Set down, character for character, every line from the start of the records through the line containing "256 81 L 243", including that line.

Saved entries
%%

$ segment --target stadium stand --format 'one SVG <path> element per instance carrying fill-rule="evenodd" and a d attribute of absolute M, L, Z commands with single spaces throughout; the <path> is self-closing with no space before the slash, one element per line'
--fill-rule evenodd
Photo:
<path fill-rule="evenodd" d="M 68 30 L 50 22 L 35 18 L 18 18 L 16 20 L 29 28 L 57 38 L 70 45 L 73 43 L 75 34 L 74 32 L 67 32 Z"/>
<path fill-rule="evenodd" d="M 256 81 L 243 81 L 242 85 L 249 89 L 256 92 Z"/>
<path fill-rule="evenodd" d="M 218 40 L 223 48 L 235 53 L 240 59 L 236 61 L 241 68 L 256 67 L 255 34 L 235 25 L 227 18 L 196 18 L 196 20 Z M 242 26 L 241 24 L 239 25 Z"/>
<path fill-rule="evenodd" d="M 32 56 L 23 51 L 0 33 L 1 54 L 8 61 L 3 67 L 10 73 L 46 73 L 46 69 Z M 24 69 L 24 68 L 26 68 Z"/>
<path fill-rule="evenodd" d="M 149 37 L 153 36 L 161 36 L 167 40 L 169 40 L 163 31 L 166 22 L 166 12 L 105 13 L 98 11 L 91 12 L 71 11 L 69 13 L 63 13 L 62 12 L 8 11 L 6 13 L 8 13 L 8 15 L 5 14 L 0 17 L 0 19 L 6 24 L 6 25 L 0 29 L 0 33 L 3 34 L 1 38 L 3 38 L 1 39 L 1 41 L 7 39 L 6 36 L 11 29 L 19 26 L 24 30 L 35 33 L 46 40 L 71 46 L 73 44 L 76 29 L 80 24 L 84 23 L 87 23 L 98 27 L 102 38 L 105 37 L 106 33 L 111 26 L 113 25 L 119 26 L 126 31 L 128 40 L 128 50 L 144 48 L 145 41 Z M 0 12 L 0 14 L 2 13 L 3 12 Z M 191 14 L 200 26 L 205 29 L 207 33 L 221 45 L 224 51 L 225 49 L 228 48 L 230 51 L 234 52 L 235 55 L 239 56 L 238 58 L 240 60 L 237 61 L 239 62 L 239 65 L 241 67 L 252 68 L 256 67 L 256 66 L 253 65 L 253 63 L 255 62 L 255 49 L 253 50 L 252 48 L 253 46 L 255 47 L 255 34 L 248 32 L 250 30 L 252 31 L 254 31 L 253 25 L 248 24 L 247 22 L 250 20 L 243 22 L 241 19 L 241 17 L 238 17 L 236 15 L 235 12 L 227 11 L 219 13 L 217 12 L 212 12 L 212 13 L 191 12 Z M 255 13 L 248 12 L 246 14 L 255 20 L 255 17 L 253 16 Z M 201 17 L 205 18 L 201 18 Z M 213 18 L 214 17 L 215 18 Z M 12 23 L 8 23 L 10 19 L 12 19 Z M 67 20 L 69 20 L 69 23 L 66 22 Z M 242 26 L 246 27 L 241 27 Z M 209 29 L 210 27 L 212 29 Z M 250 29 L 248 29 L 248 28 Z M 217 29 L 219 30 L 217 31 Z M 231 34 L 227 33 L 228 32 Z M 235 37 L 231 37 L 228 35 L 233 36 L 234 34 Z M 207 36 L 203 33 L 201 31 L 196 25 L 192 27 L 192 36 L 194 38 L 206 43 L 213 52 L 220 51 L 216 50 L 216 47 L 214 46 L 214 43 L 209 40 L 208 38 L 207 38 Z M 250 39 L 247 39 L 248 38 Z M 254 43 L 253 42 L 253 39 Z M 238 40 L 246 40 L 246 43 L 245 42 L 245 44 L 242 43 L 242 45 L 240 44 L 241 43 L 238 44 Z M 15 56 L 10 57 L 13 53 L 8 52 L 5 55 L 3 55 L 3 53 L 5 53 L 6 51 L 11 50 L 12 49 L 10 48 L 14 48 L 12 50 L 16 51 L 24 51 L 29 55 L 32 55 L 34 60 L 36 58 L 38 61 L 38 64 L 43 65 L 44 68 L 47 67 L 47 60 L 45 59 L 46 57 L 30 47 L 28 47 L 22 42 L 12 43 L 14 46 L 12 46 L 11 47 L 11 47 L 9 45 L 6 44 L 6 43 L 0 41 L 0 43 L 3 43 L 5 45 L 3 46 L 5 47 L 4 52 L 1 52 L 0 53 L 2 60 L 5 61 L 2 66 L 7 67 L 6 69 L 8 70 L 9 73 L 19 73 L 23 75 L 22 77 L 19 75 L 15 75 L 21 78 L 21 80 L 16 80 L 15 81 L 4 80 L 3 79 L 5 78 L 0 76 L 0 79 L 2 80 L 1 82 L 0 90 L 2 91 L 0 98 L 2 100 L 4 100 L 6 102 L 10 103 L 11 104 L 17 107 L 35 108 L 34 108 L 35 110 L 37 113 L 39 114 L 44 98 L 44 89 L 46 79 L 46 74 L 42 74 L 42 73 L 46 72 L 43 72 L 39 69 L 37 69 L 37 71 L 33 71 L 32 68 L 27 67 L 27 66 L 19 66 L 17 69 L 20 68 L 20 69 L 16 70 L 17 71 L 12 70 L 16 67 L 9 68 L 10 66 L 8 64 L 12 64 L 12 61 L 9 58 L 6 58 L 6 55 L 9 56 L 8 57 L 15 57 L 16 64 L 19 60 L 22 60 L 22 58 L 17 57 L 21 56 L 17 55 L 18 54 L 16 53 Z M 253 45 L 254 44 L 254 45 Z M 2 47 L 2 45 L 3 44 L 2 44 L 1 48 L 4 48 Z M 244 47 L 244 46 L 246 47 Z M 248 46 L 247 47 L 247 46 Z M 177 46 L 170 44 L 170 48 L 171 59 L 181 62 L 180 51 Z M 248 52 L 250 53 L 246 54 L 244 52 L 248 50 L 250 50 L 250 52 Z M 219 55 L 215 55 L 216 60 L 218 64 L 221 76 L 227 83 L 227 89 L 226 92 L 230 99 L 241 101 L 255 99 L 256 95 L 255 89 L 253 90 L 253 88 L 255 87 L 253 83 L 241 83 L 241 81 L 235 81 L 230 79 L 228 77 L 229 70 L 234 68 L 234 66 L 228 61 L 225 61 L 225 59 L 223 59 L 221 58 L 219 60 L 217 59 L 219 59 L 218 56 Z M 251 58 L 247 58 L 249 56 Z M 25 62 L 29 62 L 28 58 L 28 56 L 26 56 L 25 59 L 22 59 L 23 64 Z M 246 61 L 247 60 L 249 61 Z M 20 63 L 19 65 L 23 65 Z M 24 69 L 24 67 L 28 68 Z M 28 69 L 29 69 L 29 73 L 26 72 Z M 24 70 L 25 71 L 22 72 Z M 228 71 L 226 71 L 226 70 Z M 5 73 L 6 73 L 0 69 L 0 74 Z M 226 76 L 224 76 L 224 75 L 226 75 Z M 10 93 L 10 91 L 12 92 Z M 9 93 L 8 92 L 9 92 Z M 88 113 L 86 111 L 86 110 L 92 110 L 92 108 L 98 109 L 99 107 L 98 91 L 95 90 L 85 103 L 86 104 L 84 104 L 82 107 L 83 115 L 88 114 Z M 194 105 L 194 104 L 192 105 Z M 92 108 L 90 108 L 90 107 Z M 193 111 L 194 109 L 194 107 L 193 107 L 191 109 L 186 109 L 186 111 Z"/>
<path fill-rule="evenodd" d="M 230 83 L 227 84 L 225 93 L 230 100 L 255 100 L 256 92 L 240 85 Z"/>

%%

■ **RESPONSE**
$ segment --target stadium stand --format 'one SVG <path> element per instance carrying fill-rule="evenodd" and a d attribute of absolute M, L, Z commands with single spaces throughout; the <path> is self-closing with no space before the slash, one element per line'
--fill-rule evenodd
Photo:
<path fill-rule="evenodd" d="M 68 30 L 50 22 L 35 18 L 18 18 L 16 20 L 29 28 L 57 38 L 70 45 L 73 43 L 75 34 L 74 32 L 67 32 Z"/>
<path fill-rule="evenodd" d="M 256 81 L 243 81 L 242 85 L 249 89 L 256 92 Z"/>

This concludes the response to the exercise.